**Qué hacer:**
Reescribe como lista breve el párrafo del fragmento sobre plasticidad cerebral que comienza con «Hasta aquí al artículo», conservando sus datos principales.

Hasta aquí al artículo. Centrémonos ahora en los mecanismos neuronales implicados en los hábitos de Manolín. Podemos empezar con una afirmación general: el cerebro va cambiando a lo largo de la vida generando diferentes redes de comunicación de información en función de la estimulación que recibe. Un concepto clave es el de plasticidad neural. Esta se refiere a la capacidad del sistema nervioso de poder modificarse en función de las condiciones cambiantes del ambiente y de la experiencia, incluyendo la capacidad de readaptación o reparación ante lesiones. Esta flexibilidad del sistema nervioso puede operar tanto a nivel celular como a nivel subcelular en la forma de una plasticidad sináptica que implica cambios en las conexiones (o sinapsis) entre las células nerviosas.
Existen dos tipos de plasticidad cerebral: la funcional y la estructural.

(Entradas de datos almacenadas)
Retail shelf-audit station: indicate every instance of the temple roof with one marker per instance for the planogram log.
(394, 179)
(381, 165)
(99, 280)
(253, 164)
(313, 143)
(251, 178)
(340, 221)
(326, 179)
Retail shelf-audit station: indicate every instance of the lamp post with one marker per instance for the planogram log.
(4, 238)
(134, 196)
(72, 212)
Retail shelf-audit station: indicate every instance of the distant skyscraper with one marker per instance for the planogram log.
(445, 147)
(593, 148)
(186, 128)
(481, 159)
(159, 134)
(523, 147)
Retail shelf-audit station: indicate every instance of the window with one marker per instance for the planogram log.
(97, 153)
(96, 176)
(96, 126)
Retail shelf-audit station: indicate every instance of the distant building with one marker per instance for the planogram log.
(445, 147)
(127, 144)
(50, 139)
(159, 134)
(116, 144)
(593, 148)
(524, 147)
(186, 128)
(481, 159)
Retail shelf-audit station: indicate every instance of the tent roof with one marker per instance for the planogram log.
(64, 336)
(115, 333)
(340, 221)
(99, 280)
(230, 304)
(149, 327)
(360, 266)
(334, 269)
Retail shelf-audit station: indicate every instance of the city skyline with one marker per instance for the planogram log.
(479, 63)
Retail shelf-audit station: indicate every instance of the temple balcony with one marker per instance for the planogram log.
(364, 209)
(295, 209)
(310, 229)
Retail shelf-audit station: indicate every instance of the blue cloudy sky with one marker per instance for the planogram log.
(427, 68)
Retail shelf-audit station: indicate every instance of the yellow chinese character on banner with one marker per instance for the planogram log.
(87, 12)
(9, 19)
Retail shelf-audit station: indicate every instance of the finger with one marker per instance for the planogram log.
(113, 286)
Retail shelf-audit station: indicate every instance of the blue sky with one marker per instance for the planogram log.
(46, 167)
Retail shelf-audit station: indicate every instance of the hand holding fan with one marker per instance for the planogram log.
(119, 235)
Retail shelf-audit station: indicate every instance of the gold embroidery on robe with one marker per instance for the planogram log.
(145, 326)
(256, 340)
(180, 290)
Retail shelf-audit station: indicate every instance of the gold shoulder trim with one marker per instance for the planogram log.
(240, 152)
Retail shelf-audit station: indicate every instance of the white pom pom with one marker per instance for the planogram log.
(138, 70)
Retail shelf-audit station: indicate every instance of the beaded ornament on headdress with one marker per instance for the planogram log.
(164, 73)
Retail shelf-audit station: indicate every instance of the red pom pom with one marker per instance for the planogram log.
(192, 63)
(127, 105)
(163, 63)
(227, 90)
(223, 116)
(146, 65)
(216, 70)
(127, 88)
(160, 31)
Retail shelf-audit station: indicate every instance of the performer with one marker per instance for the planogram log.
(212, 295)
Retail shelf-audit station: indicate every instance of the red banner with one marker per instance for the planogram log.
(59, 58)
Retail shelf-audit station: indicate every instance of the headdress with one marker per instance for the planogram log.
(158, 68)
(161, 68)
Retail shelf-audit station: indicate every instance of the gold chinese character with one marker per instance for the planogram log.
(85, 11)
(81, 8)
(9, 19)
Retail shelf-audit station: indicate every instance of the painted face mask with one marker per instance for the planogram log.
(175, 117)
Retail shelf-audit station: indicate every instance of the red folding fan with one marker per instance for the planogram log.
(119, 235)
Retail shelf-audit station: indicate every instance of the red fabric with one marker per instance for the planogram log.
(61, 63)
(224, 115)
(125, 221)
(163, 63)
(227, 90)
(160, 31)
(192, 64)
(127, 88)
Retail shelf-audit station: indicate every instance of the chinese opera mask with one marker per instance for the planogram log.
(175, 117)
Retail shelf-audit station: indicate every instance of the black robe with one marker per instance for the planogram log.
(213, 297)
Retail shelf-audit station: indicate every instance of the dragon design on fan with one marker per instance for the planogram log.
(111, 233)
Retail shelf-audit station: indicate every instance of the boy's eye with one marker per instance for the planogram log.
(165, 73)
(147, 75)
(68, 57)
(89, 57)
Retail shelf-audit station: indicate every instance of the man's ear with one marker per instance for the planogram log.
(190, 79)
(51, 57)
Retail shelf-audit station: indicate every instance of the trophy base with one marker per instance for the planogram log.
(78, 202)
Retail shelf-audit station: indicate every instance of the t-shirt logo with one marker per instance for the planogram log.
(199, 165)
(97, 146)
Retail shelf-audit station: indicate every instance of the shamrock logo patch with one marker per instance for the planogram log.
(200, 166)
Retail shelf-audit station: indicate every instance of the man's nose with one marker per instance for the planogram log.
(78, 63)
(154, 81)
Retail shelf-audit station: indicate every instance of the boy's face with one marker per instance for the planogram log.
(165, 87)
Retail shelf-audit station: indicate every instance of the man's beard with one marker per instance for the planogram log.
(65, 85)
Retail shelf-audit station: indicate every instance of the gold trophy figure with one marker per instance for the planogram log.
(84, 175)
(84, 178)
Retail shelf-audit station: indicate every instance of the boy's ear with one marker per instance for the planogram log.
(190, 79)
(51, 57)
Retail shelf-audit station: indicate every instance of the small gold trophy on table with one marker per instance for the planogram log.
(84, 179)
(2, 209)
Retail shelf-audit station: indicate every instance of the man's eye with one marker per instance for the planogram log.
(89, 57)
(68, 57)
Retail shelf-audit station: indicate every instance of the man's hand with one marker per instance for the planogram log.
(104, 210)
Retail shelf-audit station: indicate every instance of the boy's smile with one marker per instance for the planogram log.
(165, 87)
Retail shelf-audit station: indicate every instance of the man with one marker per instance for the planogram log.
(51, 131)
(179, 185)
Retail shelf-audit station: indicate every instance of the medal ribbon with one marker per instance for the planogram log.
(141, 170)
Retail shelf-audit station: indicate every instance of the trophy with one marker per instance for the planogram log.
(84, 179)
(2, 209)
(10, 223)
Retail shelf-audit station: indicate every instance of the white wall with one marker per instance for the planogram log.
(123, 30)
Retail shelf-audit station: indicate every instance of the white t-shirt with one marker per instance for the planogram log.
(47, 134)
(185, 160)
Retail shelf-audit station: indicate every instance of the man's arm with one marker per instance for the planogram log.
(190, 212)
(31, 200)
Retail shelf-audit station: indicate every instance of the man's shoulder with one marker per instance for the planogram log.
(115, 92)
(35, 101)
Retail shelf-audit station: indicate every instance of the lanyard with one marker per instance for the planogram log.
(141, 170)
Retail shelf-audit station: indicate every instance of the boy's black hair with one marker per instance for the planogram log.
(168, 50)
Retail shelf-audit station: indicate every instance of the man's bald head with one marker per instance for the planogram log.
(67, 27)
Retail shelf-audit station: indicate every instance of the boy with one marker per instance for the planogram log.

**Resultado:**
- Se abordan los mecanismos neuronales implicados en los hábitos de Manolín.
- El cerebro cambia a lo largo de la vida y genera distintas redes de comunicación de información según la estimulación que recibe.
- Concepto clave: la plasticidad neural, es decir, la capacidad del sistema nervioso de modificarse según las condiciones cambiantes del ambiente y la experiencia, incluida la readaptación o reparación ante lesiones.
- Esta flexibilidad opera a nivel celular y subcelular, en forma de plasticidad sináptica: cambios en las conexiones (sinapsis) entre las células nerviosas.